What this task involves
Retrieve each line that contains the word "green" from the entries below.

(Saved entries)
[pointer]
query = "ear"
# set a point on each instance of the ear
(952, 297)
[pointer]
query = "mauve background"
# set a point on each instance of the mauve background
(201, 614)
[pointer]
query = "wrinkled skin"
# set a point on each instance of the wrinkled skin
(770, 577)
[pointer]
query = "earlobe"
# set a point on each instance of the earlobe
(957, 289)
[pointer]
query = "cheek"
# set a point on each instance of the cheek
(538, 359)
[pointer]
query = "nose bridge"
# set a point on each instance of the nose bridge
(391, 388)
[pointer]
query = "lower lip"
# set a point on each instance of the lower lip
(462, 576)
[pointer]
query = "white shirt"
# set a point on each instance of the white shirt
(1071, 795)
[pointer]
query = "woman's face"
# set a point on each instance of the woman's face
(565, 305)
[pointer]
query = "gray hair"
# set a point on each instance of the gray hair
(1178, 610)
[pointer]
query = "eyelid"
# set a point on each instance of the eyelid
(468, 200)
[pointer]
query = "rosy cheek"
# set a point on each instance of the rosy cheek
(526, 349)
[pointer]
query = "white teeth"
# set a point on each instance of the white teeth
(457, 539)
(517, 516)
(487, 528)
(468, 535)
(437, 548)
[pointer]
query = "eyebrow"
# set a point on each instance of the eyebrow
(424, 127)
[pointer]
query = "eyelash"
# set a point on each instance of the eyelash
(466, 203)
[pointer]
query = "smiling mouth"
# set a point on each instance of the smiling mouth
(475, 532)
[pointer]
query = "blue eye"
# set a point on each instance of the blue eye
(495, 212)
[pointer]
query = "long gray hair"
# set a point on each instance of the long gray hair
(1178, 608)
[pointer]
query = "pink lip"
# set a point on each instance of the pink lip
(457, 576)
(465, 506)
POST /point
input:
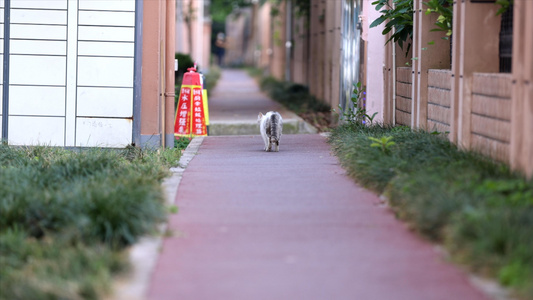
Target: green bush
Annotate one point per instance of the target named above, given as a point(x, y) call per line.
point(479, 209)
point(294, 96)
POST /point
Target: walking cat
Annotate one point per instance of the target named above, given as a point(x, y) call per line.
point(270, 125)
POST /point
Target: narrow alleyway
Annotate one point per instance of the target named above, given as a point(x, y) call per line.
point(289, 225)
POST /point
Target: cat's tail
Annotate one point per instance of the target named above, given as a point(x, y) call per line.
point(275, 120)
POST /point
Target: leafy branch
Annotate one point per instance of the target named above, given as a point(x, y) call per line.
point(356, 114)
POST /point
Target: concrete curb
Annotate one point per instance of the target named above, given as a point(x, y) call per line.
point(295, 125)
point(143, 255)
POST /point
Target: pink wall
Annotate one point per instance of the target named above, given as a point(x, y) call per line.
point(375, 61)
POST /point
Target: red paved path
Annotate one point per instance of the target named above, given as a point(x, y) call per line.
point(290, 225)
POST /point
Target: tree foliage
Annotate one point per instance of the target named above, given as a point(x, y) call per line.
point(399, 15)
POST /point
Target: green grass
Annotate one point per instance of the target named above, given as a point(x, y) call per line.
point(479, 209)
point(67, 216)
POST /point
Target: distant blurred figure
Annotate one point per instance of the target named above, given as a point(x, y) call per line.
point(220, 47)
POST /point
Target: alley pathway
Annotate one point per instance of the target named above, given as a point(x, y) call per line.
point(290, 225)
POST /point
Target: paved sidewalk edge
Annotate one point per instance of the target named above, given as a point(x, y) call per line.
point(143, 255)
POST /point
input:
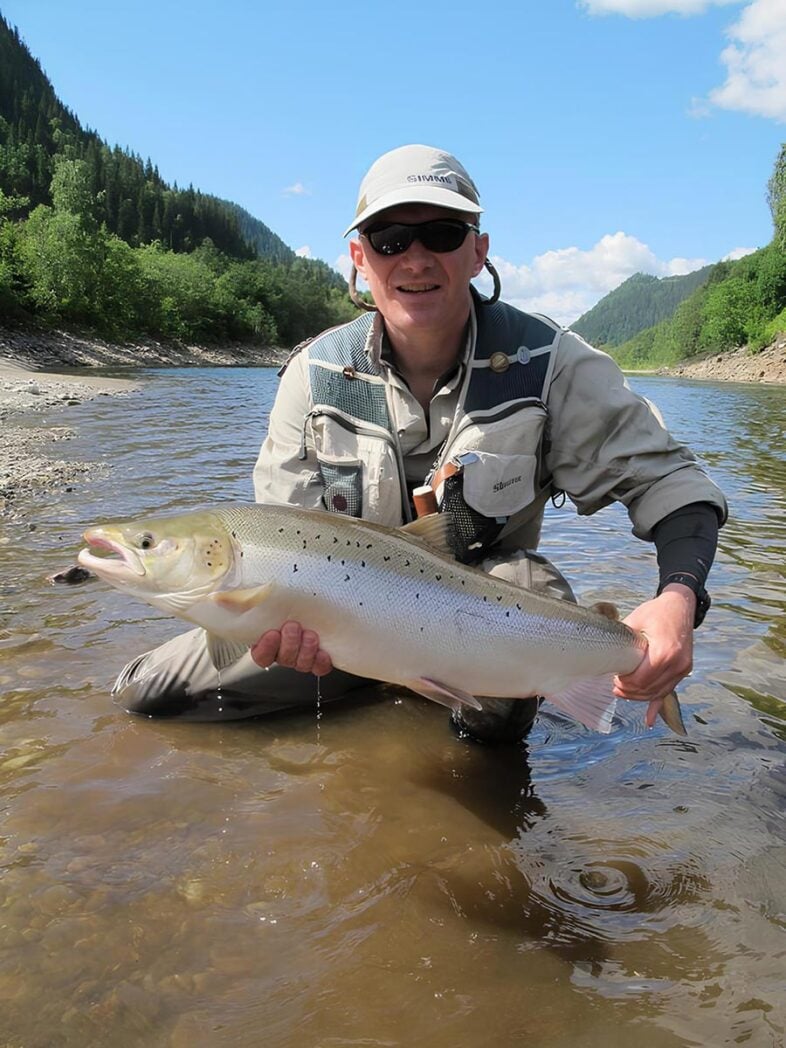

Expected answer
Target: green bush
Target: green grass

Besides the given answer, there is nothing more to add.